→ **Problem**: Write out the records below once more, exactly and completely.

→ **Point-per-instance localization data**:
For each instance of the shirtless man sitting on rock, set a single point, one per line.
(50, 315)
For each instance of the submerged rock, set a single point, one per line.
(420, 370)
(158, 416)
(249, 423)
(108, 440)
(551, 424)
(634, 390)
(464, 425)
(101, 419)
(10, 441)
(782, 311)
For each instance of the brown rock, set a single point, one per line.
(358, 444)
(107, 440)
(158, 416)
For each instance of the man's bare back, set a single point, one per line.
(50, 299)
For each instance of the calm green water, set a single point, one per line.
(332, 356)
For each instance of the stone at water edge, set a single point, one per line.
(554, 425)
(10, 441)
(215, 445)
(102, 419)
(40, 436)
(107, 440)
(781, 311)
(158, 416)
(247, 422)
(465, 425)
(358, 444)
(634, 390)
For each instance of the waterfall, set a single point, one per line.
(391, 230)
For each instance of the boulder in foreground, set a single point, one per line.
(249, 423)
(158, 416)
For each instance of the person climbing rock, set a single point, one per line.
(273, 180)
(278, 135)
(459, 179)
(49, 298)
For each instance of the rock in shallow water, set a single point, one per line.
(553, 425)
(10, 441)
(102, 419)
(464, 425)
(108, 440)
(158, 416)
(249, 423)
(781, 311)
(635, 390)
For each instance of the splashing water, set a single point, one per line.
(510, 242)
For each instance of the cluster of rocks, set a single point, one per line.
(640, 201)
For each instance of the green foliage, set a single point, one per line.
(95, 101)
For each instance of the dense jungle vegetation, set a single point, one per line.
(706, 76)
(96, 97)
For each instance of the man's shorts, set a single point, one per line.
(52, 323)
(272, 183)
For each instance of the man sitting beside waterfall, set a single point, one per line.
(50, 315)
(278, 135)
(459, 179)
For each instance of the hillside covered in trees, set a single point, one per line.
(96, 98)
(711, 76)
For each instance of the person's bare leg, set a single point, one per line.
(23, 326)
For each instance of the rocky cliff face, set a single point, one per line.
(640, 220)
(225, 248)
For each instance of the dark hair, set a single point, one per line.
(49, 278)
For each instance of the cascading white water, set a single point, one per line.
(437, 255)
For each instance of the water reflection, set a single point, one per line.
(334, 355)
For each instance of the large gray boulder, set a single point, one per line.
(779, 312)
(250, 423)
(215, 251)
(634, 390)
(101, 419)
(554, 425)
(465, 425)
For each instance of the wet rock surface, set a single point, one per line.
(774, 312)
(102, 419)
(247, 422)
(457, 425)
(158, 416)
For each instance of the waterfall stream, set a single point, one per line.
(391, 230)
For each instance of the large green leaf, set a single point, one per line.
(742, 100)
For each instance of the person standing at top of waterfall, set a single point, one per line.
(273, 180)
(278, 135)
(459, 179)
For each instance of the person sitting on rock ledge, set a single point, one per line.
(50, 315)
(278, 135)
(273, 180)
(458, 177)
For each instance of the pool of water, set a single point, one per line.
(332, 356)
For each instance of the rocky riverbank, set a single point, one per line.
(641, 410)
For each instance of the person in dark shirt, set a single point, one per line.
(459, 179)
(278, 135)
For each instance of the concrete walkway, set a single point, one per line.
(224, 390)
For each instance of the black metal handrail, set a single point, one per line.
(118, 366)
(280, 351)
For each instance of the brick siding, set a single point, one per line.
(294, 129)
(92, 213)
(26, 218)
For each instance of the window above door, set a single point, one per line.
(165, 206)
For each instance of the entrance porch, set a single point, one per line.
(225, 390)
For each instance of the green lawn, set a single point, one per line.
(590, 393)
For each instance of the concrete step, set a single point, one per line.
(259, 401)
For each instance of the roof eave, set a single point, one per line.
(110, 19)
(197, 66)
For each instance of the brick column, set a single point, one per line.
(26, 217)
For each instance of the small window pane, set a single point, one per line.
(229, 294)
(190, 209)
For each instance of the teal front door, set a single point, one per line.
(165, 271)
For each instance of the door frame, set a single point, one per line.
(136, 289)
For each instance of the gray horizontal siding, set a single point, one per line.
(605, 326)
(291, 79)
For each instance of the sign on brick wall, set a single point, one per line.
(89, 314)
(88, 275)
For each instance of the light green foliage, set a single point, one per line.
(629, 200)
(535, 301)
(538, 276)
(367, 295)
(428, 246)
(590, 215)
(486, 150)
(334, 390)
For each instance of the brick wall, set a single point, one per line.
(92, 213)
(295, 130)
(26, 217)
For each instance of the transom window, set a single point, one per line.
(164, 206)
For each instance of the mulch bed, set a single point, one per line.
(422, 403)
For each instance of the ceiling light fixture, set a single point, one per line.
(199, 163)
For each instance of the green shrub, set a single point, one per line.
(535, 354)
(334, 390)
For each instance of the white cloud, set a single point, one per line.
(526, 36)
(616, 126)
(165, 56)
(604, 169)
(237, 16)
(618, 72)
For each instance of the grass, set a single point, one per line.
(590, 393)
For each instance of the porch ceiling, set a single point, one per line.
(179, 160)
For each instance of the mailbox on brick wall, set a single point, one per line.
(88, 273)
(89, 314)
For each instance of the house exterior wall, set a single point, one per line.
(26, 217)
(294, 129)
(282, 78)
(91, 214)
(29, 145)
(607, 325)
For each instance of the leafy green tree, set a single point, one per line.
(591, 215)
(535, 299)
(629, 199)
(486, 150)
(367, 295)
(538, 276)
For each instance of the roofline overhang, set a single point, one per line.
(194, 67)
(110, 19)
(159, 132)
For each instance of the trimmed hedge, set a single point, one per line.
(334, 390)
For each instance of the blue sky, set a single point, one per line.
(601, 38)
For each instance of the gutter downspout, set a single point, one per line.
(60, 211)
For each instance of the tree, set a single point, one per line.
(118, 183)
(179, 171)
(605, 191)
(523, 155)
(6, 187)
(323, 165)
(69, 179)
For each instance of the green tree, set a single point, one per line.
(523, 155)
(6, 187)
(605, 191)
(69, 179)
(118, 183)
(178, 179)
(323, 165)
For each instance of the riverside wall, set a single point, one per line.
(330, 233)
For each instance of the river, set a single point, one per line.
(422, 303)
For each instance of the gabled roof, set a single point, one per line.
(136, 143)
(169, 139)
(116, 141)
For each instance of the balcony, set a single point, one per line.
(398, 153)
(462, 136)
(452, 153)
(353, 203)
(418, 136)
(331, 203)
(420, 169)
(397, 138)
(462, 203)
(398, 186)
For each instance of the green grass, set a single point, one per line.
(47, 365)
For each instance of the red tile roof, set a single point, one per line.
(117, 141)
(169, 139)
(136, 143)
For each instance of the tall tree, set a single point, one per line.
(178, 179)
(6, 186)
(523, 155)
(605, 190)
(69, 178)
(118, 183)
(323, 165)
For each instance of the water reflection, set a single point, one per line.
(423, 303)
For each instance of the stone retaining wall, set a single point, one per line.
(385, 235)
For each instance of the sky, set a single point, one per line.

→ **Completed task**:
For each instance of the shirtless man sitting on rock, set a single point, one per line.
(50, 315)
For each instance of the submerged rock, set a single point, one per line.
(420, 370)
(158, 416)
(249, 423)
(108, 440)
(551, 424)
(634, 390)
(464, 425)
(101, 419)
(10, 441)
(782, 311)
For each instance of the brown rock, set a single point, one per line.
(358, 444)
(107, 440)
(158, 416)
For each instance of the man's bare back, set a single point, one per line.
(50, 299)
For each instance of the calm green water, set a single point, one per line.
(332, 356)
For each instance of the stone at water edge, set a single point, one per line.
(554, 425)
(10, 441)
(215, 445)
(102, 419)
(40, 436)
(107, 440)
(781, 311)
(158, 416)
(247, 422)
(465, 425)
(358, 444)
(634, 390)
For each instance of the waterfall, set a single point, one per line.
(391, 230)
For each instance of the boulder in foreground, set a single point, one per line.
(249, 423)
(158, 416)
For each instance of the person climbing rock, set a single point, one per line.
(273, 180)
(278, 135)
(459, 179)
(49, 298)
For each instance of the rock in shallow water, set a single point, one per line.
(553, 425)
(10, 441)
(102, 419)
(464, 425)
(108, 440)
(158, 416)
(249, 423)
(781, 311)
(635, 390)
For each instance of the splashing water, set a single point, one per line.
(510, 242)
For each instance of the cluster of rocks, set a single point, one per line.
(640, 201)
For each instance of the green foliage, set a single point, one per line.
(95, 101)
For each instance of the dense jungle vegetation, set a single point, one per line.
(706, 76)
(96, 97)
For each instance of the man's shorts, set a single point, one per line.
(52, 323)
(272, 183)
For each instance of the man sitting beside waterfall, set a single point, one per line.
(50, 315)
(278, 135)
(459, 179)
For each instance of the hillside covered in trees, set a single point, one per line.
(96, 98)
(711, 76)
For each instance of the person's bare leg, set a single point, one per line.
(23, 326)
For each instance of the rocky cliff face, set a single point, one per line.
(640, 220)
(225, 248)
For each instance of the dark hair, set a single point, one per line.
(49, 278)
For each instance of the cascading white water, set a single point, one per line.
(437, 255)
For each instance of the water reflection, set a single point, one per line.
(334, 355)
For each instance of the large gray boulder, set a single point, one per line.
(779, 312)
(250, 423)
(215, 251)
(634, 390)
(101, 419)
(554, 425)
(465, 425)
For each instance of the wet rock surface, set a single point, one per line.
(774, 312)
(102, 419)
(247, 422)
(457, 425)
(158, 416)
For each instance of the waterfall stream, set a single point, one per line.
(391, 230)
For each instance of the large green leaf, set a single point, one per line.
(742, 100)
For each instance of the person standing at top of waterfall, set a single point, one per line.
(273, 180)
(278, 135)
(459, 179)
For each instance of the person sitting on rock ledge, set a single point, one per line.
(50, 315)
(278, 135)
(273, 180)
(458, 177)
For each instance of the pool of water, set a single point, one per line.
(332, 356)
For each instance of the rocky riverbank, set a single point, one per line.
(641, 410)
For each instance of the person in dark shirt, set a single point, one per line.
(459, 179)
(278, 135)
For each instance of the concrete walkway, set a single point, one per line.
(224, 390)
For each instance of the black metal handrail, set a single point, one per line.
(118, 366)
(280, 351)
For each instance of the brick siding, set a single point, one per line.
(294, 129)
(92, 213)
(26, 218)
For each instance of the window above door, set a single point, one per line.
(165, 206)
For each instance of the entrance porch, set a single point, one per line.
(225, 390)
For each instance of the green lawn, set a single point, one per line.
(590, 393)
For each instance of the concrete step, set a single point, one per line.
(259, 401)
For each instance of the roof eave, set a single point, one per line.
(110, 19)
(197, 66)
For each instance of the brick column, set a single point, one per line.
(26, 217)
For each instance of the small window pane, set a single point, one per line.
(229, 294)
(190, 209)
For each instance of the teal front door, set a single point, one per line.
(165, 271)
For each instance of the door frame, set a single point, one per line.
(136, 289)
For each instance of the gray horizontal siding, set a single point, one per line.
(605, 326)
(291, 79)
For each instance of the sign on brick wall, set a single point, one per line.
(89, 314)
(88, 275)
For each instance of the light green foliage, set a single point, one per line.
(629, 200)
(535, 301)
(538, 276)
(367, 295)
(428, 246)
(590, 215)
(486, 150)
(334, 390)
For each instance of the brick wall, set a single point, one per line.
(92, 213)
(295, 130)
(26, 217)
For each instance of the transom window, set a single point, one per line.
(164, 206)
For each instance of the mulch bed, set a single point, one per line.
(422, 403)
For each instance of the ceiling light fixture, set a single point, one per line.
(199, 163)
For each instance of the green shrub, set a single point, one per line.
(535, 354)
(334, 390)
For each instance of the white cloud, set a single point, one per line.
(526, 36)
(616, 126)
(165, 56)
(604, 169)
(237, 16)
(618, 72)
For each instance of the grass, set a single point, one per line.
(590, 393)
For each instance of the porch ceiling, set a single point, one per line.
(179, 160)
For each instance of the mailbox on brick wall, set a single point, one per line.
(88, 273)
(89, 314)
For each instance of the house exterior wall, set a single point, one per line.
(26, 217)
(294, 129)
(282, 78)
(91, 214)
(29, 145)
(607, 325)
For each instance of the leafy green tree, set a single point, one per line.
(591, 215)
(535, 299)
(629, 199)
(486, 150)
(367, 295)
(538, 276)
For each instance of the roofline overhang, set a single point, one per line.
(194, 67)
(110, 19)
(159, 132)
For each instance of the trimmed hedge, set a single point, one per line.
(334, 390)
For each instance of the blue sky, set a single point, one per line.
(601, 38)
For each instance of the gutter downspout, set a single point, one per line.
(60, 211)
For each instance of the tree, set a single point, one per line.
(118, 183)
(179, 171)
(605, 191)
(523, 155)
(6, 187)
(323, 165)
(69, 179)
For each instance of the green tree, set a single point, one per line.
(523, 155)
(6, 187)
(605, 191)
(69, 179)
(118, 183)
(178, 179)
(323, 165)
For each instance of the riverside wall, set a single point, one per line.
(330, 233)
For each instance of the river, set a single point, one per line.
(422, 303)
For each instance of the gabled roof, set a single point, one per line.
(136, 143)
(169, 139)
(116, 141)
For each instance of the balcony, set a single point, one per line.
(398, 153)
(462, 136)
(452, 153)
(353, 203)
(418, 136)
(331, 203)
(420, 169)
(397, 138)
(462, 203)
(398, 186)
For each instance of the green grass, set a single point, one per line.
(47, 365)
For each instance of the red tile roof, set a single point, one per line.
(117, 141)
(169, 139)
(136, 143)
For each instance of the tall tree, set a single point, one per line.
(178, 179)
(6, 186)
(523, 155)
(605, 190)
(69, 178)
(118, 183)
(323, 165)
For each instance of the water reflection, set a single point, one per line.
(423, 303)
For each instance of the stone retaining wall, set a single point, one per line.
(385, 235)
For each instance of the sky, set a single point, one per line.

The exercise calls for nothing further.